ACTIVITY LIST:
[a] Using the passage on tracked and spider lift markets, answer each question:
(i) What are Imer's key markets for tracked booms?
(ii) In which countries is Leguan market leader in spider lifts?
(iii) Up to what voltage is Platform Basket's 22m working height machine insulated?
[b] Translate this sentence from the passage on tracked and spider lift markets into Spanish: "One area to watch closely in North America is insulated tracked booms for working around power lines."
[c] Carry the passage on tracked and spider lift markets forward from its final sentence.
╭─ PASSAGE PROVIDED
Mastrogiacomo says that CMC has been market leader in the USA for several years. “We are also working hard to develop the European market and are starting to see very good results in different countries across Europe.”
Sales to rental companies have been impacted by the pandemic, as larger rental houses deferred some or all of this year’s proposed fleet investment to next year. “They reduced their investments somewhat, but it remains a very important part of our business,” said Mastrogiacomo. “We continue to focus on developing products that are ideal for the rental sector.”
When it comes to tracked booms, Imer is focused on western Europe. “Imer’s key markets for tracked booms are currently Germany, the Netherlands, and France, where the high-quality engineering is particularly appreciated,” says Tindale. “These countries, and the Netherlands in particular, are especially interested in the IM R19SA lithium battery powered machine because its zero-emission operation. The Netherlands have driven the development of the lithium version of the new IM R15 DA, with substantial pre-orders for this model.
“It is fair to say that Imer are not volume market leaders at this time but increasingly rental companies are valuing the high quality build and competitive pricing relative to current market leading manufacturers. The UK is also a growing market for Imer with sales so far primarily to end users but it is anticipated demand from rental companies will increase as the company concentrates on supporting this area of the market through 2021.”
Finland, Norway, Western and Central Europe and Australia are the top markets for Leguan. “We are market leader in Finland and Norway in spider lifts because Leguans are considered weatherproof and fit for also for Nordic conditions,” says Mylläri. “In Australia, we are the market leader in the outdoor electric network maintenance market due to the market’s best all-terrain capabilities.
“Another successful market segment for us the painter companies in the Alps region especially Switzerland, where the spider lifts are often used on uneven and difficult terrain.”
One area to watch closely in North America is insulated tracked booms for working around power lines. Platform Basket, in co-operation with Trackedlifts, its official importer in the US, was the first manufacturer to produce a fully insulated tracked boom – its 22m working height machine with insulation up to 46kV. “This project was for the USA, but we have now started to market it in China as well,” says Molesini.
╰─
╭─ DATASET ENTRIES
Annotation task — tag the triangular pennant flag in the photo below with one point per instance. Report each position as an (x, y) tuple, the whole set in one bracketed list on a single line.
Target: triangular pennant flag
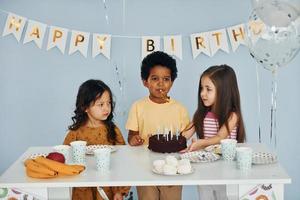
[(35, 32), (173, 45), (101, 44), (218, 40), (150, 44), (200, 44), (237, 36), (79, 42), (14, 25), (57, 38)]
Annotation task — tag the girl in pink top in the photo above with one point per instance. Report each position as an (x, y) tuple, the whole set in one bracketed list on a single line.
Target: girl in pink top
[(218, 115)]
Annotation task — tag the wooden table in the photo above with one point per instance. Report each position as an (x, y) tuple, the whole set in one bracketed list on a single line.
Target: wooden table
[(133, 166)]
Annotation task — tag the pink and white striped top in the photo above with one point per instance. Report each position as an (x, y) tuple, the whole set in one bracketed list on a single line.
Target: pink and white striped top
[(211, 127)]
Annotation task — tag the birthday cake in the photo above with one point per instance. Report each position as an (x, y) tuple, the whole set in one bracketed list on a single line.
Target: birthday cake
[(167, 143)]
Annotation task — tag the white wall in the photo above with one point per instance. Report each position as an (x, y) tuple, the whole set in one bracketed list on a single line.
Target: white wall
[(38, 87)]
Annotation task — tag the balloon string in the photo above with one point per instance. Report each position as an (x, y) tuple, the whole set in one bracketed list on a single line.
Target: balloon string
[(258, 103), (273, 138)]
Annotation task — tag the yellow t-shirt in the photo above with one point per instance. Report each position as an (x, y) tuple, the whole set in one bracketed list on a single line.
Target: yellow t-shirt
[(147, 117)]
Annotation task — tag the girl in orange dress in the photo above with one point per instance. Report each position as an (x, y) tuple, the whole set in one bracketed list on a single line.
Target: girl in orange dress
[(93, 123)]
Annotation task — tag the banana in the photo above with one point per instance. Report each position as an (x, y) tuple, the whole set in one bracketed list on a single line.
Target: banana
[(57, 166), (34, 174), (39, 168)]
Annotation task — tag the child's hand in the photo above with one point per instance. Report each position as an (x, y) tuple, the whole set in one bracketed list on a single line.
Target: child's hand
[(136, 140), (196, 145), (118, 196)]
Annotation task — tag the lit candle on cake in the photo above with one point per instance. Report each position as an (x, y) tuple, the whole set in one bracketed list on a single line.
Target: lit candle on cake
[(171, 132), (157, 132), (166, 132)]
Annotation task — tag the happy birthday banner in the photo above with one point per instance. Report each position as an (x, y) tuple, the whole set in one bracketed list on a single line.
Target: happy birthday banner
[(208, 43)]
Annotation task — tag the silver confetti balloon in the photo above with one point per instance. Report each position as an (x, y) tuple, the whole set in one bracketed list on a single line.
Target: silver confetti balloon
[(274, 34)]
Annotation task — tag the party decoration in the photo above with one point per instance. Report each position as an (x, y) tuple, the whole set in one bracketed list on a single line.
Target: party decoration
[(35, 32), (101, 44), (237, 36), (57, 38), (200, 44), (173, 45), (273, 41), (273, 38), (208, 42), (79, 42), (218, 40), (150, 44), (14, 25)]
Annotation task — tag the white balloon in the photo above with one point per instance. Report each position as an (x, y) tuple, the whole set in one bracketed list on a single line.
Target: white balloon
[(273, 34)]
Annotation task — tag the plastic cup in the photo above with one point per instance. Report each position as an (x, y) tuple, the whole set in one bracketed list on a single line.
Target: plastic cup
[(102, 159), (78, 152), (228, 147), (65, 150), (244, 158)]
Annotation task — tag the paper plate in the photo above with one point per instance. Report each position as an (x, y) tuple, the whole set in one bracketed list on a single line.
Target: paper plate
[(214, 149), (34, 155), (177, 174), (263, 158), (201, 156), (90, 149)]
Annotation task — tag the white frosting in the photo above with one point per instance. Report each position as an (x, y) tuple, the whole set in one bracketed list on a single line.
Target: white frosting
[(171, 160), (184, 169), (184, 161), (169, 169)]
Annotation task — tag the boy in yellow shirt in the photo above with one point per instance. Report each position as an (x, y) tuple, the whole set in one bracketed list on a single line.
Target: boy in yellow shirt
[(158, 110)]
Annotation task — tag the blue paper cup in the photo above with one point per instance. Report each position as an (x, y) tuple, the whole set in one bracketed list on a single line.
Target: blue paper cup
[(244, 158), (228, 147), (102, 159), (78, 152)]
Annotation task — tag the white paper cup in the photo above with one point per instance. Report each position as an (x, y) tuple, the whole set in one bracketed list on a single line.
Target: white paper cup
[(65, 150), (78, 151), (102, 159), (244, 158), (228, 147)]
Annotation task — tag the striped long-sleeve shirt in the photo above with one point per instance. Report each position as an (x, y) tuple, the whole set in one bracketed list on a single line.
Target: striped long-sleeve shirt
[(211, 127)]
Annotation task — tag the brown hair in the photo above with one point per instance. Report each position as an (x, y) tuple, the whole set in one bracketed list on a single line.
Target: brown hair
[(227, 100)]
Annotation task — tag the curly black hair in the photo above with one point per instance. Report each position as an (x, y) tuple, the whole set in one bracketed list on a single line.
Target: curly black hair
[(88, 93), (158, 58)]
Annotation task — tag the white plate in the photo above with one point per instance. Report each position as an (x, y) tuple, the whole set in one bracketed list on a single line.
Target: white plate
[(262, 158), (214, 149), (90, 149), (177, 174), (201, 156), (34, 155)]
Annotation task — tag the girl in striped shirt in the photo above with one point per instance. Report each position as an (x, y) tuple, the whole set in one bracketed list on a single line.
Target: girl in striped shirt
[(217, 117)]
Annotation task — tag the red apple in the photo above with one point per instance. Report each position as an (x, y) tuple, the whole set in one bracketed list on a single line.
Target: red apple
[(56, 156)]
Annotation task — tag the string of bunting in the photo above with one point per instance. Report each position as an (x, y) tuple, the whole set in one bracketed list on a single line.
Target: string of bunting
╰─
ANSWERS BY ITEM:
[a]
(i) Germany, the Netherlands, and France
(ii) Finland and Norway
(iii) 46kV

[b] Un área que conviene seguir de cerca en Norteamérica son las plumas sobre orugas aisladas para trabajar cerca de líneas eléctricas.

[c]
“It is different to competitors because it is fully insulated, both upper and lower sections. Most others insulate the basket only, but in an emergency situation it is very difficult for people on the ground to recover the person in the basket. In the USA the truck-mounted booms used for power lines are fully insulated so we wanted to offer the same from a spider lift.”
Omme Lift recently launched its first fully insulated tracked boom, the 2650 iRX-46kV, which meets category C of the new ANSI A92.2 regulation. All sections on the boom, which has a 26.5m working height, are insulated with Waco fibre glass sections. Omme has shipped the first diesel-battery hybrid units to the USA. Other features include a hydraulic tool circuit, variable-width undercarriage, and a deployment ability on slopes up to 40% or 21.8deg.
CMC is currently testing a prototype S23 insulated to 46kV, designed for working close to power lines. “Our original plan was to introduce this new product in November, but we had to stop work during lockdown for two months, so it will be introduced a little later,” says Mastrogiacomo.
Manlift’s Cavaleri also believes that design improvements could yield further productivity benefits. “The Achilles heel of spider lifts is their inability to travel at a faster speed when in the transport position,” he said. “We can get from A to B in a wheeled MEWP much quicker. However, with the onset of electric wheel motors, we will see faster transport speeds for spiders.”